Phrase grounding data:
=== Section Start ===
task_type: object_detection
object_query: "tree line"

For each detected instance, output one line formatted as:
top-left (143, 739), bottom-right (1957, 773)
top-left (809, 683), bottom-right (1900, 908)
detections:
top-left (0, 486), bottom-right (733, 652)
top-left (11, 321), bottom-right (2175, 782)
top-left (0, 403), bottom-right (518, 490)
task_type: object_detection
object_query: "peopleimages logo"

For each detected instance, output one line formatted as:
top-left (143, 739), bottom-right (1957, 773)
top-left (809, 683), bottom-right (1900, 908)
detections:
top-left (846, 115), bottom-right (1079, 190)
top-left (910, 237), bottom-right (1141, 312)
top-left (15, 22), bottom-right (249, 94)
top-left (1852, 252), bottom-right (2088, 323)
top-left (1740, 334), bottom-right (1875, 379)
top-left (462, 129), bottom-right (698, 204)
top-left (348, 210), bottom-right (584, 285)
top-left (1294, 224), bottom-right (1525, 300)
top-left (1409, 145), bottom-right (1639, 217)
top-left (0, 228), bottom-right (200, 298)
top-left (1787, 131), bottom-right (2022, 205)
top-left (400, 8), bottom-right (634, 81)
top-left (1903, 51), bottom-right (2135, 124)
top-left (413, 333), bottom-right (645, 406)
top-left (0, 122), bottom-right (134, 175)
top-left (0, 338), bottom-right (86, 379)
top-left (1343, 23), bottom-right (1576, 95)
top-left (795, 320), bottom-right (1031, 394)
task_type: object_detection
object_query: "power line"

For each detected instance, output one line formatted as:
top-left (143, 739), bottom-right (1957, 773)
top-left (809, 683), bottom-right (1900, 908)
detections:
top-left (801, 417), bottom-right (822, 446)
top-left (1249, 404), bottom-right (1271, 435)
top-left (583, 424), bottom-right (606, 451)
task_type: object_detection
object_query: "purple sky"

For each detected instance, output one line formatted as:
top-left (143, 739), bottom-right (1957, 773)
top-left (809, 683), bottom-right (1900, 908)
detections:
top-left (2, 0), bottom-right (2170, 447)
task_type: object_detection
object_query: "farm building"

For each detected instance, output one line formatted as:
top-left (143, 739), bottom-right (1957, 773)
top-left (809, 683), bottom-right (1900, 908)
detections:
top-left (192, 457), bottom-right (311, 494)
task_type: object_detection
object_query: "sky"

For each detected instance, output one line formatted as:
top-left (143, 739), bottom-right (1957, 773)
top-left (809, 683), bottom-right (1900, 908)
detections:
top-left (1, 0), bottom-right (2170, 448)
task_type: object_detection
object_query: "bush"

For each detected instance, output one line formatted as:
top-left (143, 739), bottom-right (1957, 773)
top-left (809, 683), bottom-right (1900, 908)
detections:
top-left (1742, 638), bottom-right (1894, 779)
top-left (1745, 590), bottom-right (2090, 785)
=== Section End ===
Description of the task:
Return every entry above with nothing altered.

Answer to this exercise:
task_type: object_detection
object_query: "tree line"

For each detected instance, output one line formatted as:
top-left (143, 739), bottom-right (1957, 773)
top-left (809, 683), bottom-right (1900, 908)
detections:
top-left (0, 486), bottom-right (733, 652)
top-left (11, 321), bottom-right (2175, 782)
top-left (0, 403), bottom-right (518, 490)
task_type: object_detection
object_query: "peopleimages logo"

For each detected instance, output one line formatted as:
top-left (143, 739), bottom-right (1957, 773)
top-left (809, 683), bottom-right (1900, 908)
detections:
top-left (846, 115), bottom-right (1079, 190)
top-left (910, 237), bottom-right (1141, 312)
top-left (15, 22), bottom-right (249, 94)
top-left (1852, 252), bottom-right (2088, 323)
top-left (1740, 334), bottom-right (1875, 379)
top-left (462, 129), bottom-right (698, 204)
top-left (348, 210), bottom-right (584, 285)
top-left (1294, 224), bottom-right (1525, 300)
top-left (1409, 145), bottom-right (1639, 217)
top-left (0, 228), bottom-right (200, 298)
top-left (1787, 131), bottom-right (2022, 205)
top-left (400, 8), bottom-right (634, 81)
top-left (1903, 51), bottom-right (2135, 124)
top-left (413, 333), bottom-right (645, 406)
top-left (0, 122), bottom-right (134, 175)
top-left (0, 338), bottom-right (86, 379)
top-left (1343, 23), bottom-right (1576, 95)
top-left (795, 320), bottom-right (1031, 394)
task_type: object_detection
object_query: "power line"

For each detected instance, output one line formatted as:
top-left (143, 739), bottom-right (1957, 773)
top-left (809, 683), bottom-right (1900, 908)
detections:
top-left (801, 417), bottom-right (822, 446)
top-left (1249, 404), bottom-right (1271, 435)
top-left (583, 424), bottom-right (606, 451)
task_type: object_detection
object_query: "purple sky"

For each detected instance, output one line formatted as:
top-left (143, 739), bottom-right (1957, 773)
top-left (809, 683), bottom-right (1900, 908)
detections:
top-left (2, 0), bottom-right (2170, 447)
task_type: object_detection
object_query: "farm building"

For each detected instance, output one line formatted as:
top-left (143, 739), bottom-right (1957, 773)
top-left (809, 683), bottom-right (1900, 908)
detections:
top-left (192, 457), bottom-right (311, 494)
task_type: object_detection
object_query: "sky"

For each detected instance, output one line formatted as:
top-left (143, 739), bottom-right (1957, 773)
top-left (809, 683), bottom-right (1900, 908)
detections:
top-left (1, 0), bottom-right (2170, 448)
task_type: object_detection
object_query: "bush"

For each detected instance, output one line formatted as:
top-left (143, 739), bottom-right (1957, 773)
top-left (809, 683), bottom-right (1900, 908)
detections:
top-left (1742, 638), bottom-right (1894, 779)
top-left (1745, 590), bottom-right (2090, 785)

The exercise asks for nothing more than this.